▸ Requirements
Start with the line containing "Task — for every instance of the white letter" and write out each line through the end of the listing, exactly as given.

--- start Records provided ---

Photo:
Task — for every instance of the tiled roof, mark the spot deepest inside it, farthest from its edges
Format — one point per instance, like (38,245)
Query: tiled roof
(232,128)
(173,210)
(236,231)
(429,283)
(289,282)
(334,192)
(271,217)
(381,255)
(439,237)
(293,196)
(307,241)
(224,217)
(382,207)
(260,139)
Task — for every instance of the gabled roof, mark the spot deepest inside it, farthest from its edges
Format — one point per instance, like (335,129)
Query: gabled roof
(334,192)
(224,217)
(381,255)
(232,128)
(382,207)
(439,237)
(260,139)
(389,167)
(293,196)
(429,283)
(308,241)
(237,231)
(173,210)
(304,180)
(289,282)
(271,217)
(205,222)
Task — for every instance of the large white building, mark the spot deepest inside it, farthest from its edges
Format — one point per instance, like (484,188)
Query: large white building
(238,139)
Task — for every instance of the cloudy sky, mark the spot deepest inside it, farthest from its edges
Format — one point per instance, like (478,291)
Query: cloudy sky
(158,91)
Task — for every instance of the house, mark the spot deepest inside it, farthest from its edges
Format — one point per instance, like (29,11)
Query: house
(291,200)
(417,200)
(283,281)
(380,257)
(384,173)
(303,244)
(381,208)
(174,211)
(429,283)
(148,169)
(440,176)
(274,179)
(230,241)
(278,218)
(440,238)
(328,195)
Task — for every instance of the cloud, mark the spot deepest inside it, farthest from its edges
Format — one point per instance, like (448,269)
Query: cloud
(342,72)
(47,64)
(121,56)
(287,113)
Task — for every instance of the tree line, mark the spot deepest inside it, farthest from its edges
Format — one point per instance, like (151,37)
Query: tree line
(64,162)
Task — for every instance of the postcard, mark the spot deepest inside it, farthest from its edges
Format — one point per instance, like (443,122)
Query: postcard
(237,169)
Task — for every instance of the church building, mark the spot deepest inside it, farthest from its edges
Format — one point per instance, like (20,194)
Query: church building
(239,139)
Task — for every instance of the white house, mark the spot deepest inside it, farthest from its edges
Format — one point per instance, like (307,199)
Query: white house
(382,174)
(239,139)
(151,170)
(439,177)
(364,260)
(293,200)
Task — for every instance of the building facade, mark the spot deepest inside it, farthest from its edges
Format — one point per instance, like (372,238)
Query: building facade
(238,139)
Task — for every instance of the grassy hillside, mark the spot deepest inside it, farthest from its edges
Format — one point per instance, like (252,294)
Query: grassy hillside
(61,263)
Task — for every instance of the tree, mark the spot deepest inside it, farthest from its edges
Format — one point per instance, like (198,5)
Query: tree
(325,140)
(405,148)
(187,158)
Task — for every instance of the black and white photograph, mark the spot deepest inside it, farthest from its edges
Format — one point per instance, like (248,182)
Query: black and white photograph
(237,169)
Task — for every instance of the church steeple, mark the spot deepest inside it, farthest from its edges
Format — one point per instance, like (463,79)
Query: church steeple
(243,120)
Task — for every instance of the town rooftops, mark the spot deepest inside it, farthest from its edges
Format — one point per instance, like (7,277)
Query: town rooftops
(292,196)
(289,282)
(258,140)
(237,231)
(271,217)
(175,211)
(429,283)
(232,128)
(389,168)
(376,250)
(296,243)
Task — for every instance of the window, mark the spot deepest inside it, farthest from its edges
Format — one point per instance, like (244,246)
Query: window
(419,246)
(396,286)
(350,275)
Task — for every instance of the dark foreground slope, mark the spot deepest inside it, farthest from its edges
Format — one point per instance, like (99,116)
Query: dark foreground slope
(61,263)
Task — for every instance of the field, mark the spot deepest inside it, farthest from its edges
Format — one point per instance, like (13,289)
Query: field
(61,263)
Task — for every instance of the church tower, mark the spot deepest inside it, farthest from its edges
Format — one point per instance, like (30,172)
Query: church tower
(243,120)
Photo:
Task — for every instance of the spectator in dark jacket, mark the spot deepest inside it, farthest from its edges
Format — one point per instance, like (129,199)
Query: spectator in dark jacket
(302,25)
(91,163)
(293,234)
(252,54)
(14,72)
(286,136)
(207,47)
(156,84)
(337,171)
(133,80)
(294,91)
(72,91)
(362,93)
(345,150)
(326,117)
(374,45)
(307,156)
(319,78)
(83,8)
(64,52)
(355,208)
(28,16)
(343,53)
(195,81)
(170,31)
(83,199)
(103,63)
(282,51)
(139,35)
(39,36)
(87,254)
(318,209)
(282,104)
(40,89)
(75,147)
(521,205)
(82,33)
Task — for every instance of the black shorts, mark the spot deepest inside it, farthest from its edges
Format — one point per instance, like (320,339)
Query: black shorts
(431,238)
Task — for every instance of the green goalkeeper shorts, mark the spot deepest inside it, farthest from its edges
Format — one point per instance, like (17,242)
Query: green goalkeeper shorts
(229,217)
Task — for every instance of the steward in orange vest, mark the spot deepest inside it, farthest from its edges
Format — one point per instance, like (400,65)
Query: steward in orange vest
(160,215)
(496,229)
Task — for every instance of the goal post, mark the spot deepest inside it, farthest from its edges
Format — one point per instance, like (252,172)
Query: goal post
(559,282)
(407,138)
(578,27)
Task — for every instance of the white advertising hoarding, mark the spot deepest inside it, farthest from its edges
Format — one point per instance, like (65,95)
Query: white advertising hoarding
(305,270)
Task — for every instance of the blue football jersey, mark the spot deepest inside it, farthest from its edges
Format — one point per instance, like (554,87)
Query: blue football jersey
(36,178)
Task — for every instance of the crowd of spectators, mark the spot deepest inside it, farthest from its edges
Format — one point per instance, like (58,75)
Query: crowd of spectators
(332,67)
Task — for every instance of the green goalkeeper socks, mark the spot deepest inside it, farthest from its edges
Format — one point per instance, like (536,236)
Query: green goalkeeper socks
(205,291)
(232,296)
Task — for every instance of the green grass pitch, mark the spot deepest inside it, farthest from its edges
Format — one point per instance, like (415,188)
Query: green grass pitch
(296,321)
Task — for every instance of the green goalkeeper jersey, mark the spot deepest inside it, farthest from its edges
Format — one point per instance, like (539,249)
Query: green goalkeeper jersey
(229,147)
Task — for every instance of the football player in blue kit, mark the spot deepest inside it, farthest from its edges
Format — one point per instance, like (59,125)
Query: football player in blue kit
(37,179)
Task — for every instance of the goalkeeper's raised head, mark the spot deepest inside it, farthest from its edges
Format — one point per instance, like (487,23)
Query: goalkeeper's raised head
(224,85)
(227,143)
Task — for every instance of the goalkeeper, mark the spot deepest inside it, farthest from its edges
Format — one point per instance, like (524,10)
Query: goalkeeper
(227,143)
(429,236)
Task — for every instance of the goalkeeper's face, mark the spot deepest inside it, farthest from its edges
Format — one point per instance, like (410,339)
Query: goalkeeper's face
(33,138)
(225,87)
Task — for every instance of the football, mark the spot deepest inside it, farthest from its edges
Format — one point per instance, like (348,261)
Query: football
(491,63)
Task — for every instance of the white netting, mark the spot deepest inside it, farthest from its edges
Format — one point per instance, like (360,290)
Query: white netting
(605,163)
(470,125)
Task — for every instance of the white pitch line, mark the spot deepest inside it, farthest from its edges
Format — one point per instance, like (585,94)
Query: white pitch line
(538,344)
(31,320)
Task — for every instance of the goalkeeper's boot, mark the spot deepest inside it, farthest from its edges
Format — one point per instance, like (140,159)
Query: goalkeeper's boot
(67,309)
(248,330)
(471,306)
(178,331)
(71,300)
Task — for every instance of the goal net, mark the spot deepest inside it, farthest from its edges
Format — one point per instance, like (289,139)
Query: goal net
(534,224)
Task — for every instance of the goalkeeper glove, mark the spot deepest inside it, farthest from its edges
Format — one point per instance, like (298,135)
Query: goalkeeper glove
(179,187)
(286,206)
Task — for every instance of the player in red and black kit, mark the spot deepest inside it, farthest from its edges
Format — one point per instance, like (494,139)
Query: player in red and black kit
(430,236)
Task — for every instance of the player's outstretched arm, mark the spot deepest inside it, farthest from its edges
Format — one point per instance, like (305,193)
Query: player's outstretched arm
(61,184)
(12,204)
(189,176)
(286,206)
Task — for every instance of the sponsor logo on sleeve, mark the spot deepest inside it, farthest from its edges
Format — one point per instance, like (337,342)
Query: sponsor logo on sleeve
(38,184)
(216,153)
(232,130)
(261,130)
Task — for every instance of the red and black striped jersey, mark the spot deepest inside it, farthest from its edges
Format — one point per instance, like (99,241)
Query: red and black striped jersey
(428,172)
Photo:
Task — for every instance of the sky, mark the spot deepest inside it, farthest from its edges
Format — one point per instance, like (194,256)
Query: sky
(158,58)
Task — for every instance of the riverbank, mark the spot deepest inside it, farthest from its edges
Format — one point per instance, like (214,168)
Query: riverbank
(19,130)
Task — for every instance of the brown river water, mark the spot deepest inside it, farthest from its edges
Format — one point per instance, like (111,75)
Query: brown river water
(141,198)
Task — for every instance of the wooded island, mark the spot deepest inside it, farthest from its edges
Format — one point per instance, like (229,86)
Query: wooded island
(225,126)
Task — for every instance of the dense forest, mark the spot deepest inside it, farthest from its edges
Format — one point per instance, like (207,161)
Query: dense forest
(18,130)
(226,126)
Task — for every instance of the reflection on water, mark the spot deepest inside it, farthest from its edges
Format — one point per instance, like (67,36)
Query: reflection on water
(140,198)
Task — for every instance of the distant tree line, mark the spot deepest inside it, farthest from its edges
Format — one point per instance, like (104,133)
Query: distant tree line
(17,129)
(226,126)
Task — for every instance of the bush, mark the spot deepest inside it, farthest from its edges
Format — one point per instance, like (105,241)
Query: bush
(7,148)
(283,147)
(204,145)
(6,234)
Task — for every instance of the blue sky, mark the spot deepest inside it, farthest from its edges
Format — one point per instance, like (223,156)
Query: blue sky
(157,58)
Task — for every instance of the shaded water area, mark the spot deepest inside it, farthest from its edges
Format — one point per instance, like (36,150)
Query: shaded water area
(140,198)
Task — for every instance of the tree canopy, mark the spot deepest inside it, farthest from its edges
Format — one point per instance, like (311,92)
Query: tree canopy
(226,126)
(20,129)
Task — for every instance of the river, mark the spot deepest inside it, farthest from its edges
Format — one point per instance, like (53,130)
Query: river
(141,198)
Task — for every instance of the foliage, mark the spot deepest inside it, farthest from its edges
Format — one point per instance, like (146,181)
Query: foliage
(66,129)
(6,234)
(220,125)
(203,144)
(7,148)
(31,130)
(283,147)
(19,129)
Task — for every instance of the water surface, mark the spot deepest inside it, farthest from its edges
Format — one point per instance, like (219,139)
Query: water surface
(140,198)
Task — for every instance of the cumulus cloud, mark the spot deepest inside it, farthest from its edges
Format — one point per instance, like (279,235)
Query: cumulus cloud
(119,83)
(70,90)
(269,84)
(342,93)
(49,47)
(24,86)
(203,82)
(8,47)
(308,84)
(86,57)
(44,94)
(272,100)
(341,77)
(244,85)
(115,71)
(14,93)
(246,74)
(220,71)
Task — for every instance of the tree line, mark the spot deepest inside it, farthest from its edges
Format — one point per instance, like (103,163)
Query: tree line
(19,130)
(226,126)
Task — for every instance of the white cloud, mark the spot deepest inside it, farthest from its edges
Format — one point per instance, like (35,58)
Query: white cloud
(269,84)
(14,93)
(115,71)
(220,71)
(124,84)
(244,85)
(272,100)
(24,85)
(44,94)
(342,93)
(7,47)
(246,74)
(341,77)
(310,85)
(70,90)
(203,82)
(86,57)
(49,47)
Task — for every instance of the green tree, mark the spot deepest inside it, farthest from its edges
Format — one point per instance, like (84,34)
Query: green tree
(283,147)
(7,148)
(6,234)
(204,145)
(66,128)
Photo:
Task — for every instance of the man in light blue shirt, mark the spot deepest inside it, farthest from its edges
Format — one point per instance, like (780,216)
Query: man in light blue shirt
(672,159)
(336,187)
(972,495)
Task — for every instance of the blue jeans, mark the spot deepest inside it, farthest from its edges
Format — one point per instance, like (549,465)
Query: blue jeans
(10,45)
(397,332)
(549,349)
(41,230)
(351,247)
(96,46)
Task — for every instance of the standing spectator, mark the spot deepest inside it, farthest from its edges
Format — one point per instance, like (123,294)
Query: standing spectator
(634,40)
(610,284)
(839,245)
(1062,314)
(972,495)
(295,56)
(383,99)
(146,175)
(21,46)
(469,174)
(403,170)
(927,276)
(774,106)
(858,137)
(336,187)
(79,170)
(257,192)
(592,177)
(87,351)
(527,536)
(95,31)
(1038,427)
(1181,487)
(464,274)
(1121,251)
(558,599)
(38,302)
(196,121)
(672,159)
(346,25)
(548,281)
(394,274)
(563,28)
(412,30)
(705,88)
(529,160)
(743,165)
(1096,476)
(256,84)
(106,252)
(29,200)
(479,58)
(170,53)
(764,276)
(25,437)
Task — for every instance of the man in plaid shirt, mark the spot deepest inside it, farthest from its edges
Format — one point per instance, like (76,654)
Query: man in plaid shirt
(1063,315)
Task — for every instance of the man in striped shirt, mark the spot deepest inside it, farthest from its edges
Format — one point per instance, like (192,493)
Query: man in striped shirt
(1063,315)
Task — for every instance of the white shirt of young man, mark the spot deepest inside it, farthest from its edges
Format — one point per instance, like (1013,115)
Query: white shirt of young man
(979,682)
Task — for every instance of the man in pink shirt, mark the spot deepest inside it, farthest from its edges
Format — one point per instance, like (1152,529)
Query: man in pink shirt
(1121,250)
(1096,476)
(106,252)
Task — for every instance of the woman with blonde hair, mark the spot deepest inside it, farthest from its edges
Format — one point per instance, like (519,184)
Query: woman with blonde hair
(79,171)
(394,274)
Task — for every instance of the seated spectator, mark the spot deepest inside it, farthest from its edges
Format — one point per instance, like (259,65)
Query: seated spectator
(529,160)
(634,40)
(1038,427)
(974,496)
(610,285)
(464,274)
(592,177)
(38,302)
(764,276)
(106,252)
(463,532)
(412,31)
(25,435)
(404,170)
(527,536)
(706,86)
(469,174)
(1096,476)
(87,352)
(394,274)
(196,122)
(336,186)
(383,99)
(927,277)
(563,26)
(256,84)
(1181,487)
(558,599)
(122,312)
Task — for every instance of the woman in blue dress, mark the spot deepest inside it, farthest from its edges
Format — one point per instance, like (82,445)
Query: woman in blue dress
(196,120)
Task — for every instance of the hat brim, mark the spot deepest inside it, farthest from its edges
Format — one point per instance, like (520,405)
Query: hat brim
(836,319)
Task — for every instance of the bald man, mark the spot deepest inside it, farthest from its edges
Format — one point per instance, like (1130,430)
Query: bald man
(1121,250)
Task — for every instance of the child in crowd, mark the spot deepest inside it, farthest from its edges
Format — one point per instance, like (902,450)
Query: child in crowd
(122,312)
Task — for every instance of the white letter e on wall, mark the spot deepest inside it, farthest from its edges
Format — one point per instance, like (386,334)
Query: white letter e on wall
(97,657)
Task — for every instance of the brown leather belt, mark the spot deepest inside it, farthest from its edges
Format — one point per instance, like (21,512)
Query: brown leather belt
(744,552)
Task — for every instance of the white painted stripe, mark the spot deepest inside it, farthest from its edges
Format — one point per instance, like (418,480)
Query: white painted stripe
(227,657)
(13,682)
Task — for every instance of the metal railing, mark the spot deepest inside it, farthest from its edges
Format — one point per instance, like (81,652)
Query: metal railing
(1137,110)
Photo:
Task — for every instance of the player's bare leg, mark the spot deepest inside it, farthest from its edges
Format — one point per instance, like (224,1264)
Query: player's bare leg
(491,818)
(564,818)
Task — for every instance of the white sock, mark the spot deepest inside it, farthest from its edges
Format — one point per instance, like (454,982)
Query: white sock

--- end Records provided ---

▸ Task solution
Task — for every instance of the white letter e on wall, mark the spot deepest inside it, farthest from its edges
Format — one point per instance, like (386,334)
Query: white letter e on wall
(97,657)
Task — for every instance of the brown leather belt, mark the spot deepest inside it, farthest from its edges
Format — one point per instance, like (21,512)
Query: brown leather belt
(744,552)
Task — for every instance of the white painted stripe, mark the spot deepest inside it, farthest from its edges
Format — one point per instance, like (418,480)
Query: white painted stripe
(227,657)
(13,682)
Task — for every instance of the metal railing, mark the spot deepest inside it, farthest from its edges
Format — one point per instance, like (81,652)
Query: metal railing
(1137,110)
Photo:
Task — for every instance of the player's bare leg, mark the spot deepest inside it, farthest from its edges
Format — one point per instance, like (224,1264)
Query: player's bare leg
(491,818)
(564,818)
Task — for every instance of the white sock, mark the spot deepest inside it, farthest from its edges
Format — one point per instance, like (454,982)
Query: white sock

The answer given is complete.